Exercise brief:
Starting with the line that contains "Q: innermost point of each instance of the wooden headboard, in" and going on through the end of the records, write those lines out again, requests included, and add -63 to every pixel coordinate in the answers. Leave the pictures out.

Exercise materials:
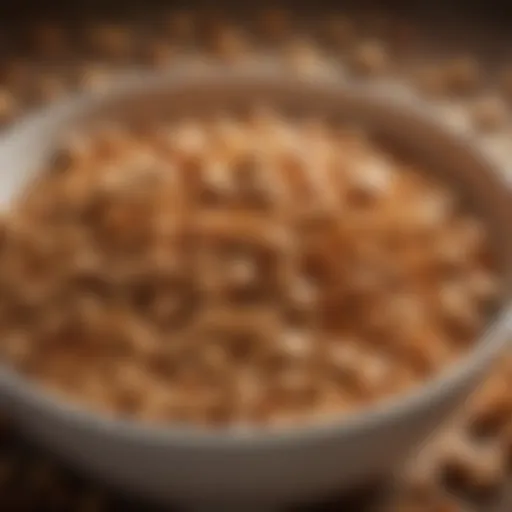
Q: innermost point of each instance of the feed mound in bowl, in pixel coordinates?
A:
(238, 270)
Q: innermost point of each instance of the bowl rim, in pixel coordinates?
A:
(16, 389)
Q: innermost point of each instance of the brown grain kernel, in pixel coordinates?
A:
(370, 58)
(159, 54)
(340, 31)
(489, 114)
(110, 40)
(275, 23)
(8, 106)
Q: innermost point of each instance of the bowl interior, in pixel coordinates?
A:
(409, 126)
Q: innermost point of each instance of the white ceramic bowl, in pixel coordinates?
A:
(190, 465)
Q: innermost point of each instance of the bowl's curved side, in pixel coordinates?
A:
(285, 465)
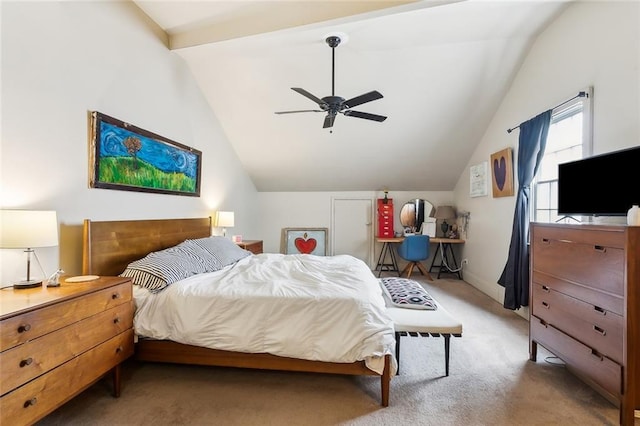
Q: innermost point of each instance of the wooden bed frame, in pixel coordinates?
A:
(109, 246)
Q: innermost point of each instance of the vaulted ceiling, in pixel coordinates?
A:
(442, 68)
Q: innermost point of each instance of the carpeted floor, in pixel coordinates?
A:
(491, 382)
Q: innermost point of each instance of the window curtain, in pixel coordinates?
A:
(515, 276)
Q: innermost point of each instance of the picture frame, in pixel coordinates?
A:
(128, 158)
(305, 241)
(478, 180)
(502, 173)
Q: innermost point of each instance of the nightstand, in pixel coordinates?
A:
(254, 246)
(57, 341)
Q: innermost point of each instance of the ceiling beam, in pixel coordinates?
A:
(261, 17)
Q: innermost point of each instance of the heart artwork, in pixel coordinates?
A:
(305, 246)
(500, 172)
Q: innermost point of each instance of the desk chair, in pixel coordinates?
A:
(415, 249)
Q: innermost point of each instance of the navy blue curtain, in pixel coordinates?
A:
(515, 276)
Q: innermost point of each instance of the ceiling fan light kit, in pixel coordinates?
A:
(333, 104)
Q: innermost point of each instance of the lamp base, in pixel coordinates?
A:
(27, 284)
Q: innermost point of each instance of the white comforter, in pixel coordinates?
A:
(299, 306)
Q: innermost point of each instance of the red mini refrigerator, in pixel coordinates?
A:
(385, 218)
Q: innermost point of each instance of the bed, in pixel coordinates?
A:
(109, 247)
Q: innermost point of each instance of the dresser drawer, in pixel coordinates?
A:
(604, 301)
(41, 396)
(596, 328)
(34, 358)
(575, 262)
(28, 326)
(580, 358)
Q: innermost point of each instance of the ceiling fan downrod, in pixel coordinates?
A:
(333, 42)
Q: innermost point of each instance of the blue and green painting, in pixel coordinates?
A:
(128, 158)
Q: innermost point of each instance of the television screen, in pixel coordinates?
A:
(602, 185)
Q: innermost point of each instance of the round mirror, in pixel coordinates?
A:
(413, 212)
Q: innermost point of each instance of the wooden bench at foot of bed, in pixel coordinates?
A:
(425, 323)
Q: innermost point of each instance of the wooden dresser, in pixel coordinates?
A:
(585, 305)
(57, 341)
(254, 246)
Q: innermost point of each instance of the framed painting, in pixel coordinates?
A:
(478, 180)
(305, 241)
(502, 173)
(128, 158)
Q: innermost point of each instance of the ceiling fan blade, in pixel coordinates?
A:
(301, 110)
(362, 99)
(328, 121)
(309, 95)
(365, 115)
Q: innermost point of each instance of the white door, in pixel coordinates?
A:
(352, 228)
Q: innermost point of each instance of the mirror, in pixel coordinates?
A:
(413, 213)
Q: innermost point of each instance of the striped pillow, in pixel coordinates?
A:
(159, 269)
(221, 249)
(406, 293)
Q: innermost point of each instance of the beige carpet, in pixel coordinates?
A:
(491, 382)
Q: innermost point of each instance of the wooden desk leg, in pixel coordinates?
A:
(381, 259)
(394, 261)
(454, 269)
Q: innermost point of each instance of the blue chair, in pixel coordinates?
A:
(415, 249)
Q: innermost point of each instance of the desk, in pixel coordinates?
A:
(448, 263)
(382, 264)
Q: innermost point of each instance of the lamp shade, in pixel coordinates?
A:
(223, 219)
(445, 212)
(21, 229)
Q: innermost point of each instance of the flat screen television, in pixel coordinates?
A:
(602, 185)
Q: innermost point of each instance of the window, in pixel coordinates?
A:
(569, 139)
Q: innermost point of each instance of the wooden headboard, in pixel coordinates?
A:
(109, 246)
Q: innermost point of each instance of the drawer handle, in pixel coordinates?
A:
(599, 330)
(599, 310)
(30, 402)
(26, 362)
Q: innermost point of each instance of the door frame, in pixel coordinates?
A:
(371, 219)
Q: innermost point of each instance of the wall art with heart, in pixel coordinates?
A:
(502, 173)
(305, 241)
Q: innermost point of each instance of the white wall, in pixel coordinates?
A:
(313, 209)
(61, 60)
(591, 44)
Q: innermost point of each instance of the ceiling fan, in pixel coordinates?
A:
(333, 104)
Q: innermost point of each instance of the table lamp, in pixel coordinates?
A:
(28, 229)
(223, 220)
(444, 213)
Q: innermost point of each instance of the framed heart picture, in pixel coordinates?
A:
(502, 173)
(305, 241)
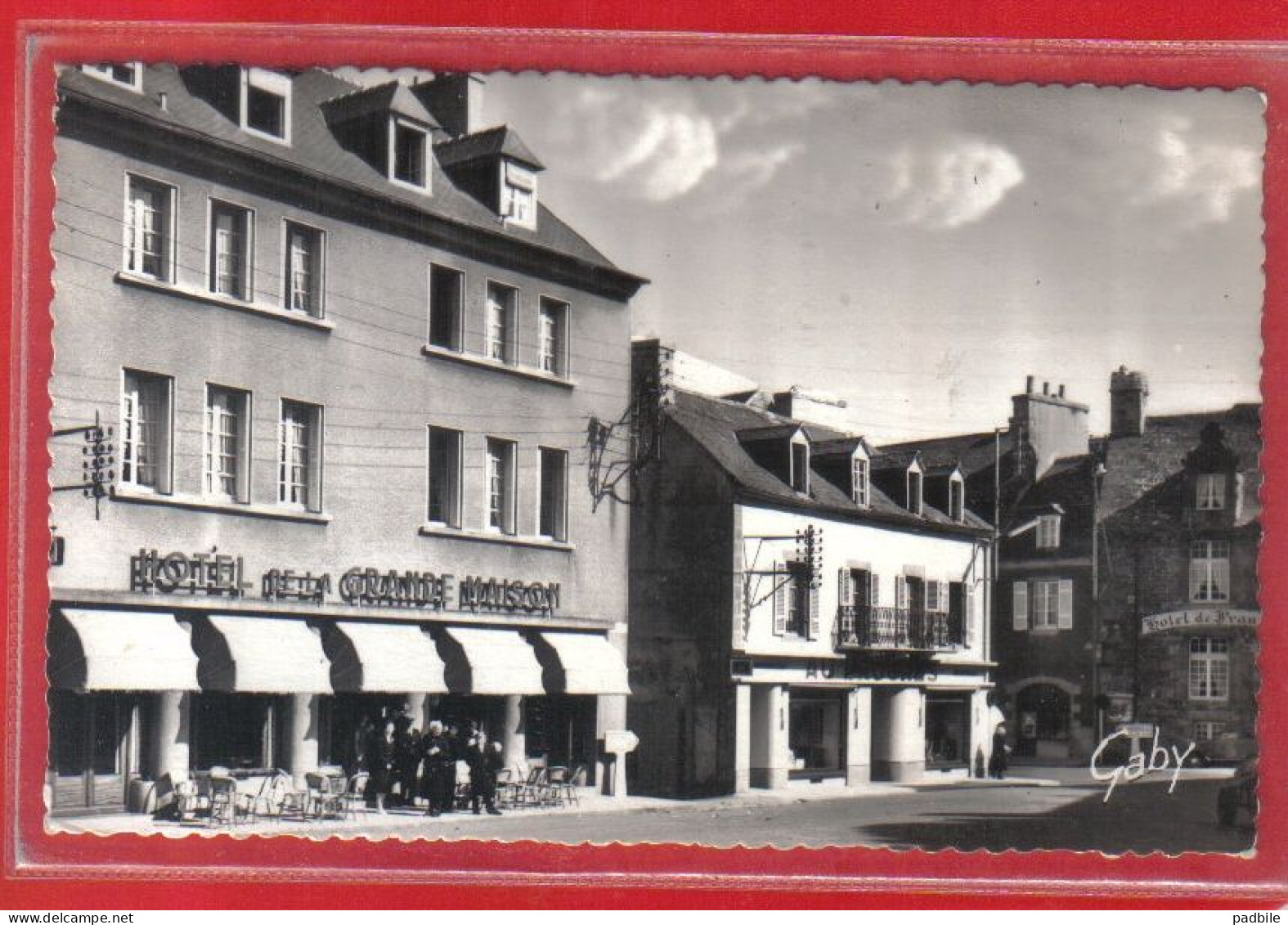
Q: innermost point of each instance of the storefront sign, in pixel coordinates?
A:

Answer in full:
Q: innermost point of each instance of the wooden headboard, in pixel coordinates?
A:
(46, 183)
Q: innermost point of each instance of the drawer handle, in pixel coordinates?
A:
(536, 267)
(536, 247)
(-33, 339)
(-37, 299)
Q: innermost point of each instance of the door frame, in pixel coordinates?
A:
(308, 156)
Q: innermost point of each instance of the wall art with heart, in pixel coordinates?
A:
(439, 110)
(242, 178)
Q: innermost point of each instance of the white wall, in pixel coordinates?
A:
(250, 146)
(-2, -3)
(528, -19)
Q: innermost point of each instance of the ceiling fan, in pixel coordinates?
A:
(270, 41)
Q: innermost point of each instance of the table lamp, in pixel coordinates?
A:
(-35, 166)
(160, 157)
(381, 150)
Q: innermost point of each instance of the framed heart picture, in pixel coordinates?
A:
(439, 110)
(242, 178)
Q: innermost point of each instance of the storefront sign, in pixel coordinates?
A:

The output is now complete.